- **What is asked**
A – Duplicate the part of the Mother's Day post starting with "- Mom encouraged me" and going on through "(sort of) understanding.".
B – Go on with the Mother's Day post from the point where it stops.
**** Document segment ****
As I considered writing something about Mom or Mimi for Mother’s Day, I initially dismissed the idea as not right for my blog.
I generally blog about digital journalism and innovation in the media, and though I occasionally veer into personal topics, I usually try to relate them to journalism in some way. As I considered the moms in my life, I noticed quickly how much my career owes to both of them. So here are five reasons (I could have picked more, but five is a good number):
- Mom always had newspapers around the house and she always read them. She always talked about the news and often about the journalists reporting the news.
- Mom encouraged me to read and write and set me up with a great first teacher (Mrs. E.R. Shaw) when I was too ill to start school as a young boy when we lived in England.
- Mom encouraged and critiqued my writing, supporting me as well as pushing me to be a better writer.
- Mom spotted the notice in the Shenandoah Evening Sentinel that Chuck Offenburger was seeking to hire a sports writer (I was on a canoe trip when the notice ran) and suggested that I apply, and I launched my career. And when the time and focus that I spent on that job distracted me from classes my senior year of high school, with a negative effect on my grades, Mom was (sort of) understanding.
**** Items ****
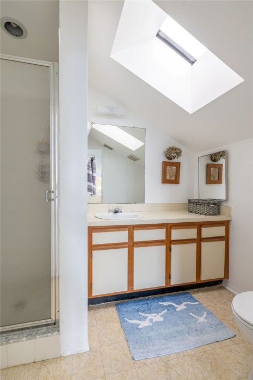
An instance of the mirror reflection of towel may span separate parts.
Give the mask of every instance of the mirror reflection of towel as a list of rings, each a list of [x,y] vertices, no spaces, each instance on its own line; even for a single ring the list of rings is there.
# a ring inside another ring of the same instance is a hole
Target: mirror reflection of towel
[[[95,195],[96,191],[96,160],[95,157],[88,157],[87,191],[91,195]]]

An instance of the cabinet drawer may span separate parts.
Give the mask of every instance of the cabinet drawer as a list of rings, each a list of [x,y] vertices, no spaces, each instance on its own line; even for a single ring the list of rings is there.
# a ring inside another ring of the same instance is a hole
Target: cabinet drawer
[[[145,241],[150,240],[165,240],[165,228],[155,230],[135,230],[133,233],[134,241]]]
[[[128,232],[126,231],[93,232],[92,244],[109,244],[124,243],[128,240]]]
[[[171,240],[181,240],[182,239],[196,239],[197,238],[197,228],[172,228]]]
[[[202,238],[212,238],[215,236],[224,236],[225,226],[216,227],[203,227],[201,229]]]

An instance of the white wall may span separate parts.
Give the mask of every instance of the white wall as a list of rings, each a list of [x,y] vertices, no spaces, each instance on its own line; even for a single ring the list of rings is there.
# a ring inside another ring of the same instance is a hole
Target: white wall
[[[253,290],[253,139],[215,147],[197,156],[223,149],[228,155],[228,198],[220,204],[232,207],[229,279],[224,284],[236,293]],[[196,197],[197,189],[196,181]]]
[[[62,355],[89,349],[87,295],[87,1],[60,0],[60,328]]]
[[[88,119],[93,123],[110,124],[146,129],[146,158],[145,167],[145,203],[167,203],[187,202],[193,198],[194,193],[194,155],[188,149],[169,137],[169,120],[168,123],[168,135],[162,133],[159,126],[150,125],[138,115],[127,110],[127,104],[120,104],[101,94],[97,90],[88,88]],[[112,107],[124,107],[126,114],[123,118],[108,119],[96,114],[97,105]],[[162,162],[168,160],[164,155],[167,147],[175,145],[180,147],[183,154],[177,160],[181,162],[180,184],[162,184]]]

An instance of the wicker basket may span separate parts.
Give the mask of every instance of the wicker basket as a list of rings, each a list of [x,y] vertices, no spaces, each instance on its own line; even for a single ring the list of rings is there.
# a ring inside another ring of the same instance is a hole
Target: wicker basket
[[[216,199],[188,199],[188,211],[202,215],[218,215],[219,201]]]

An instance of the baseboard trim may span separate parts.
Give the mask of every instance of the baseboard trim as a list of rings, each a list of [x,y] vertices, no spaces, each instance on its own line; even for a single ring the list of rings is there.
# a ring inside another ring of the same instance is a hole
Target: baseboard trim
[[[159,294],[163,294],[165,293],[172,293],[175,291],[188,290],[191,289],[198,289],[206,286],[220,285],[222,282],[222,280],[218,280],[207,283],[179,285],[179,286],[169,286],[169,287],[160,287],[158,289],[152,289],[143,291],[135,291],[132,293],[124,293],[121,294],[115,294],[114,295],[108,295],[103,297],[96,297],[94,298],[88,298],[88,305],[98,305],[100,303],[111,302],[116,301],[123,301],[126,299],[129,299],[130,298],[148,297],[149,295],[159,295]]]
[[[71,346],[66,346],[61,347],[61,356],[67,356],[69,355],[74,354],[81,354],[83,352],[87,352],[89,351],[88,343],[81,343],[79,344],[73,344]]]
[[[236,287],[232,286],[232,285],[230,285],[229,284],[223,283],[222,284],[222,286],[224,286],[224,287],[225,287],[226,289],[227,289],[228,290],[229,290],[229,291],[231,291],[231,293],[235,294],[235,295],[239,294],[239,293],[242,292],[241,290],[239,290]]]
****
**** Items ****
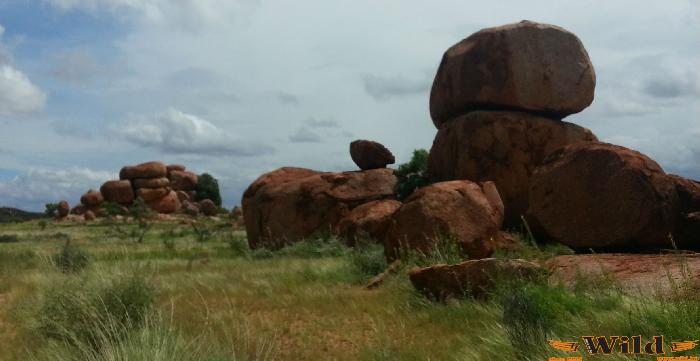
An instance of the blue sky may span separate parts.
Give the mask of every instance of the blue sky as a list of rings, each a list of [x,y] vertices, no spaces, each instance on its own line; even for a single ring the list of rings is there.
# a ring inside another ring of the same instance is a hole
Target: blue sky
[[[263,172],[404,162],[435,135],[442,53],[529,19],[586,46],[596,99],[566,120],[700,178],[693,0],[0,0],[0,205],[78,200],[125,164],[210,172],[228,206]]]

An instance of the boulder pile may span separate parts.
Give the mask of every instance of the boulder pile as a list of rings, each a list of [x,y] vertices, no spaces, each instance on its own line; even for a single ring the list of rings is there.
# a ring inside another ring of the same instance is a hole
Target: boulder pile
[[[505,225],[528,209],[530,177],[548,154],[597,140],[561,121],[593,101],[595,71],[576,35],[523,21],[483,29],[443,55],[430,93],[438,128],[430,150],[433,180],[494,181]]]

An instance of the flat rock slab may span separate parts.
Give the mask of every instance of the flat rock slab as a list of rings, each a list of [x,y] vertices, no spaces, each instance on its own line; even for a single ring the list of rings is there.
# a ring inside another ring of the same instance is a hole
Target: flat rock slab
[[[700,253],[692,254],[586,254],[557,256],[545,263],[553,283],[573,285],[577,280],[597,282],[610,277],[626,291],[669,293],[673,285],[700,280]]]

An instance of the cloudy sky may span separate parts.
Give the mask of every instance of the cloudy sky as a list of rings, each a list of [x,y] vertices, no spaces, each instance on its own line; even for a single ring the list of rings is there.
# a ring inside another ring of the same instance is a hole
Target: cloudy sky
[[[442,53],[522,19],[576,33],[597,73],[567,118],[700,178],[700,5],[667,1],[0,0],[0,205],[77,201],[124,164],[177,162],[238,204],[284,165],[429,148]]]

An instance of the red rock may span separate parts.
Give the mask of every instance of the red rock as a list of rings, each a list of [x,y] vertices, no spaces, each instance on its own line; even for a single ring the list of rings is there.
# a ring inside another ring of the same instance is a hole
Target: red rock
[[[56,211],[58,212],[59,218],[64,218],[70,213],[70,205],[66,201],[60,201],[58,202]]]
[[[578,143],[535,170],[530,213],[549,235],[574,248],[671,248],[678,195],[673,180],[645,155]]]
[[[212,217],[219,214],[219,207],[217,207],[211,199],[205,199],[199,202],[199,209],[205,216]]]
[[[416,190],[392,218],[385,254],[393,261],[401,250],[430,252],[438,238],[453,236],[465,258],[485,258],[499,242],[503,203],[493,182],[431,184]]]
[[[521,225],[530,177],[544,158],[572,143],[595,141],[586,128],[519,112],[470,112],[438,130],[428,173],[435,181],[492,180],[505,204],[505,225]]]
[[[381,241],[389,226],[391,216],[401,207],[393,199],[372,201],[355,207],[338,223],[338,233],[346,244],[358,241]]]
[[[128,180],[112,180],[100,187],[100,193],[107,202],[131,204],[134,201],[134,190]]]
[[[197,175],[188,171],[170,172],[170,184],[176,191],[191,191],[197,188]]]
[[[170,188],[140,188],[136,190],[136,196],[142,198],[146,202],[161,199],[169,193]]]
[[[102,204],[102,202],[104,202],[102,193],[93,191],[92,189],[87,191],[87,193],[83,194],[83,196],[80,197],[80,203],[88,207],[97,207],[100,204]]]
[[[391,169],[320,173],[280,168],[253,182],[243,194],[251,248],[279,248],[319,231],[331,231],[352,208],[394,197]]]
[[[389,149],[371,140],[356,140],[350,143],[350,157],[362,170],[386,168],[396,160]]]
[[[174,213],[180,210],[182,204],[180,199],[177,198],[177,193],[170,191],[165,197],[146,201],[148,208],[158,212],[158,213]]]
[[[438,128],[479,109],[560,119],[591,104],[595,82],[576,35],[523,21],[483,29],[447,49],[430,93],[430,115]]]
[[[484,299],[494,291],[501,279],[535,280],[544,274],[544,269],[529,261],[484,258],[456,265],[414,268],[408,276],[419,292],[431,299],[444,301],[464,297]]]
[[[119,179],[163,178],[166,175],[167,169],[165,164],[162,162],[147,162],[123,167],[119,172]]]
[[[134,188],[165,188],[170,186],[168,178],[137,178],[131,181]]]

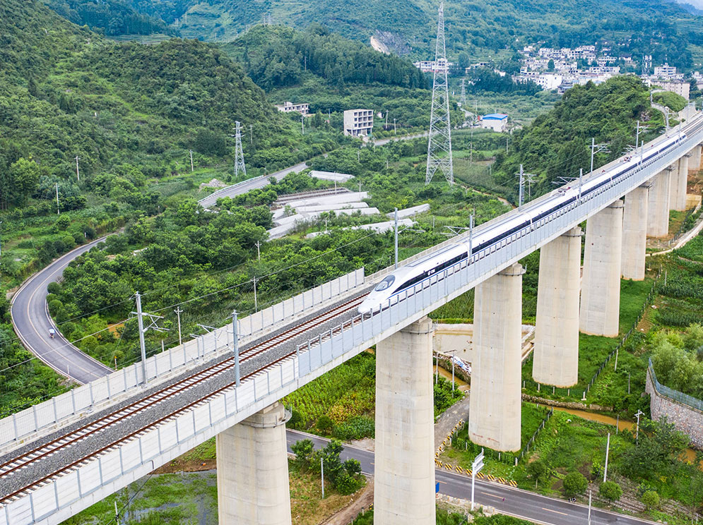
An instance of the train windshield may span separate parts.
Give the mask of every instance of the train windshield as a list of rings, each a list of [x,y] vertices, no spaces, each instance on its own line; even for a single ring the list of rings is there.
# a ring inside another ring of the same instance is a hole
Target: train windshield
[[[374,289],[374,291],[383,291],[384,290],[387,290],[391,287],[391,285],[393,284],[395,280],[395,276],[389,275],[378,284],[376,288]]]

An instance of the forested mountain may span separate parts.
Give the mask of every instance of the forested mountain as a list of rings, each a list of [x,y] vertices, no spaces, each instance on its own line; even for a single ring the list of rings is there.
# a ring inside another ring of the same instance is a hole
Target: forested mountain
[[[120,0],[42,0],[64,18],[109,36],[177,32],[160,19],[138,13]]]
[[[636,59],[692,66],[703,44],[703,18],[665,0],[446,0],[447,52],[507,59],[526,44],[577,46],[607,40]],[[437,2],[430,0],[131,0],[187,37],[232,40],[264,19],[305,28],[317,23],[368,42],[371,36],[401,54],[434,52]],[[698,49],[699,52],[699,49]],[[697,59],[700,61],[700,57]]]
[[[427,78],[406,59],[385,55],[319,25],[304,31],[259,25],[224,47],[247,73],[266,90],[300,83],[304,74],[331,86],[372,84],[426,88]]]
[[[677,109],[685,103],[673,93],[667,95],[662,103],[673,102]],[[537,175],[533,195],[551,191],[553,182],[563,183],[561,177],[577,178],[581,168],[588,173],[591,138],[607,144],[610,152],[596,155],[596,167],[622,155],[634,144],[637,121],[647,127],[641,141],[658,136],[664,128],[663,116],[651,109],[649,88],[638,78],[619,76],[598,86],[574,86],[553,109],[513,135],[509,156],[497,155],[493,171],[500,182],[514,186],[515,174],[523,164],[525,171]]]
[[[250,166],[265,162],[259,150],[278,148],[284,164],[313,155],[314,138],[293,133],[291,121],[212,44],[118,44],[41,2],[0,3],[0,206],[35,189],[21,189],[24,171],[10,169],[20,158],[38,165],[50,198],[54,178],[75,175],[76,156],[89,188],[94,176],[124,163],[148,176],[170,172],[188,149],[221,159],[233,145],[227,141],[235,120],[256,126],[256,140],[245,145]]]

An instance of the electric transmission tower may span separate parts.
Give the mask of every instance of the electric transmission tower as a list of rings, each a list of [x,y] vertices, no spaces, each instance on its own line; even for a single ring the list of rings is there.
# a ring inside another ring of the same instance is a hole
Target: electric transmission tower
****
**** Items ****
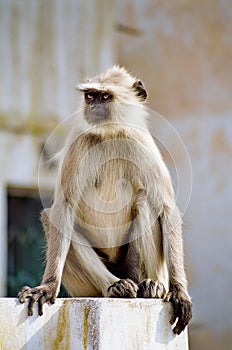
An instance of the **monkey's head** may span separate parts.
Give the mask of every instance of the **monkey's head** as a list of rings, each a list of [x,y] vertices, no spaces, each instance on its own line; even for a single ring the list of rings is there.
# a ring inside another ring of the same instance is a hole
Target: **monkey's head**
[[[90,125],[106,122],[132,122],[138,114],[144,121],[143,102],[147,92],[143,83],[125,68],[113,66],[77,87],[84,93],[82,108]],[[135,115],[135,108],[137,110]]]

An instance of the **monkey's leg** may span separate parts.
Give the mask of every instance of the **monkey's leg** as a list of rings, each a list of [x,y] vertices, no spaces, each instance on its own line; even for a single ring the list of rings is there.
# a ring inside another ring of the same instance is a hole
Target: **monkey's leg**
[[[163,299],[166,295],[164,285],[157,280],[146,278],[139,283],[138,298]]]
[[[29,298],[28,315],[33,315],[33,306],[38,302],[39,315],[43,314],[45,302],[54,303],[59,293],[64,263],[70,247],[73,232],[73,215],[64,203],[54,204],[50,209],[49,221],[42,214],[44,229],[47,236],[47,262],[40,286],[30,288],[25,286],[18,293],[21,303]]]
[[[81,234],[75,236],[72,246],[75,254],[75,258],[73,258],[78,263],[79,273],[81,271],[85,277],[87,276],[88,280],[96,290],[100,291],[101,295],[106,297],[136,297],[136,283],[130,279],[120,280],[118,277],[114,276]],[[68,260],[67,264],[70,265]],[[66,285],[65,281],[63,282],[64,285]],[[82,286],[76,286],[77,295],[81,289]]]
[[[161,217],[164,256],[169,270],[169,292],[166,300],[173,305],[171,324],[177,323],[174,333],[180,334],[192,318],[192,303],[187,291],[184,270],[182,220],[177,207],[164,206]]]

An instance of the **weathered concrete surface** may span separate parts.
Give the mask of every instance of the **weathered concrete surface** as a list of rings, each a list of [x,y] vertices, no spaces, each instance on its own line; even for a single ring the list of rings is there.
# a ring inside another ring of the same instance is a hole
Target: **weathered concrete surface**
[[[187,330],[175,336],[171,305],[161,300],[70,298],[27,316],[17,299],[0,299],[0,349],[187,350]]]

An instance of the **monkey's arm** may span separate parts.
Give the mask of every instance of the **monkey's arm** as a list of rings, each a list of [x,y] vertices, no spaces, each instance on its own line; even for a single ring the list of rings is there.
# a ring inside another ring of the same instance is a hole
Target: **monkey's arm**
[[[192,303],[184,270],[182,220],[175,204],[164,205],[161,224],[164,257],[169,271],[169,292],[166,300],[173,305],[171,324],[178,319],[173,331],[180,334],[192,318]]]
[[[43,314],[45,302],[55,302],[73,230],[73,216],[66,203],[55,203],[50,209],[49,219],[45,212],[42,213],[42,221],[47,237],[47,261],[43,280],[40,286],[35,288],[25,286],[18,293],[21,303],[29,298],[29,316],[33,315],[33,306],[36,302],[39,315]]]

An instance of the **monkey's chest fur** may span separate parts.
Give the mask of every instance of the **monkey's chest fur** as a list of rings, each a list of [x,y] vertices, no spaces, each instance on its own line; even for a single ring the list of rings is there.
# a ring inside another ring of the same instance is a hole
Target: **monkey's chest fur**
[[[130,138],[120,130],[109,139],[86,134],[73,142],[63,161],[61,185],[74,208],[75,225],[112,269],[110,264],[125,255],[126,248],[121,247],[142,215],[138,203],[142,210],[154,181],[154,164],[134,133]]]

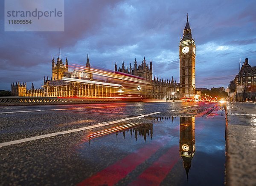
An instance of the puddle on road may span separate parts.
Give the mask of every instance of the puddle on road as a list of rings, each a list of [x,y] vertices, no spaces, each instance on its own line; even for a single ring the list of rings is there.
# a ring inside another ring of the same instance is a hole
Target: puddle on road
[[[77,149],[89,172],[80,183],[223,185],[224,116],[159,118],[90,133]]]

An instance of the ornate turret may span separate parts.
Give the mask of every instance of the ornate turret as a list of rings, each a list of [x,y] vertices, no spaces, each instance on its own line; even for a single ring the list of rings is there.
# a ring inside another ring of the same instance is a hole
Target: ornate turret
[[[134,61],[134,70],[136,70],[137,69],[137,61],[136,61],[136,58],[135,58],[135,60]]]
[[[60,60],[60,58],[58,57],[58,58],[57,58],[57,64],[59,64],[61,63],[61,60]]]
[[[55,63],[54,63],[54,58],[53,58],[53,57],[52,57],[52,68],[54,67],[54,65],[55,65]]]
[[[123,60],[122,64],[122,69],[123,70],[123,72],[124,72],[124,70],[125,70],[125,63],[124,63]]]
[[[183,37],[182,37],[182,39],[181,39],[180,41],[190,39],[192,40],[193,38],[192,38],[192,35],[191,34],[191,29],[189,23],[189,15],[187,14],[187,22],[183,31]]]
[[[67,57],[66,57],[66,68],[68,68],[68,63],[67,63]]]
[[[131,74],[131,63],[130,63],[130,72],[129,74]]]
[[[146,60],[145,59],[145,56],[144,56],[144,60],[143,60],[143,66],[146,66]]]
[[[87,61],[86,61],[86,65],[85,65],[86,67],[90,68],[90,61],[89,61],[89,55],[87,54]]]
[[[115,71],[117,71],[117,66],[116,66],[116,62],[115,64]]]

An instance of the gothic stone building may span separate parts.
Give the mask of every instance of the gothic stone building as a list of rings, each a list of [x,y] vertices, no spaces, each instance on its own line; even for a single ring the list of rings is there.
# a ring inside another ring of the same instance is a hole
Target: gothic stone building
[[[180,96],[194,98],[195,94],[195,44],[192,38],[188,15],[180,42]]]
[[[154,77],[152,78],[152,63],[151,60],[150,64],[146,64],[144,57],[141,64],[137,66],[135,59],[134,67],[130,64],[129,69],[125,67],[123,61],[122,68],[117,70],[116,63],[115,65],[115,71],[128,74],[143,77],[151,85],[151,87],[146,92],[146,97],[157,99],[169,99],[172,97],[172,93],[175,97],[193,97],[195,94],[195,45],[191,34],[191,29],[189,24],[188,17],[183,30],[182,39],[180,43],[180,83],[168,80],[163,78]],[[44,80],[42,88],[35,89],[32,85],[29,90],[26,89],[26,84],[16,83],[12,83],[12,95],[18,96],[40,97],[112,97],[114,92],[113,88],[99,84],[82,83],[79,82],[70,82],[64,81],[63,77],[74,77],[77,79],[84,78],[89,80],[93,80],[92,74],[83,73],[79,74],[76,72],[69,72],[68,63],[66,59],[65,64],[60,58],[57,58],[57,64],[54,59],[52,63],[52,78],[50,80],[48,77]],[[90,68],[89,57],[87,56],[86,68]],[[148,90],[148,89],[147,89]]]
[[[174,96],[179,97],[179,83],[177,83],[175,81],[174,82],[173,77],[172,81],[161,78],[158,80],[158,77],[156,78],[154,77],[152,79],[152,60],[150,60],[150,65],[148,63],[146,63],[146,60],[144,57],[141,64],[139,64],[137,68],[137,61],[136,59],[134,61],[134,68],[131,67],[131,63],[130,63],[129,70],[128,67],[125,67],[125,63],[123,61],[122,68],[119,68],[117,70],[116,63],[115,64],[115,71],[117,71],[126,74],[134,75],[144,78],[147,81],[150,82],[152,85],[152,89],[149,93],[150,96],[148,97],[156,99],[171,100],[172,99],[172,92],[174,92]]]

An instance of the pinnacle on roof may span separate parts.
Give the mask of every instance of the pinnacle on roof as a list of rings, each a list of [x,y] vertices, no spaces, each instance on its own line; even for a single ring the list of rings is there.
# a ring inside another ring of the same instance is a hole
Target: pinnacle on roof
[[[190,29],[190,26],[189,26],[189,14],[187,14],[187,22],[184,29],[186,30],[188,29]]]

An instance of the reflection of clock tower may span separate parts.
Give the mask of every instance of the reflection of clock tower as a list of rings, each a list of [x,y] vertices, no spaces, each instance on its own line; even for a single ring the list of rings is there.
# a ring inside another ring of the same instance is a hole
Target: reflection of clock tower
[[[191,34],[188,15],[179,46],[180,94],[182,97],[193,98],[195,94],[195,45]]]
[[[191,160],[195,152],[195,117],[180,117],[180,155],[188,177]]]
****
- **Answers to the exercises**
A –
- Mom encouraged me to read and write and set me up with a great first teacher (Mrs. E.R. Shaw) when I was too ill to start school as a young boy when we lived in England.
- Mom encouraged and critiqued my writing, supporting me as well as pushing me to be a better writer.
- Mom spotted the notice in the Shenandoah Evening Sentinel that Chuck Offenburger was seeking to hire a sports writer (I was on a canoe trip when the notice ran) and suggested that I apply, and I launched my career. And when the time and focus that I spent on that job distracted me from classes my senior year of high school, with a negative effect on my grades, Mom was (sort of) understanding.

B –
- Mom played countless games of Scrabble with me through the decades, expanding my vocabulary and helping me learn to love our language. Even though Alzheimer’s has taken away much of her memory, Mom still plays a pretty good game of Scrabble.
As important as Mom was in fostering my interest in writing, Mimi has been more important in shaping my career. I first encountered her through a story I wrote less than two months into my professional journalism career, so my career and our relationship have spanned the same 40-plus years. None of the editors or reporters I have worked with has had a more profound influence on my career.
Here are just five of the many ways Mimi has helped me be a better journalist:
- My career has not been a straight upward path. When I have faced detours and disappointments, Mimi has provided comfort, encouragement and inspiration that kept me going. She did that publicly a couple years ago with a blog post that received a lot of attention. She has been similarly eloquent and uplifting privately more times than I can count.
- Good writing inspires writers, and Mimi’s columns, reviews and features inspired me back when she wrote for newspapers. I read all the drafts of her novel, Gathering String, partial drafts of other novels still in progress, plus poems, short stories and blog posts. For many years, she paid more attention to our three sons than to her writing. The boys had a wonderful mother and we’re excited to spend Mother’s Day with two of our grown sons and a daughter-in-law today. Mimi probably sacrificed some writing success in the time and energy she devoted to our sons. But I always remember that she is the best writer in our family. Her writing makes my writing better.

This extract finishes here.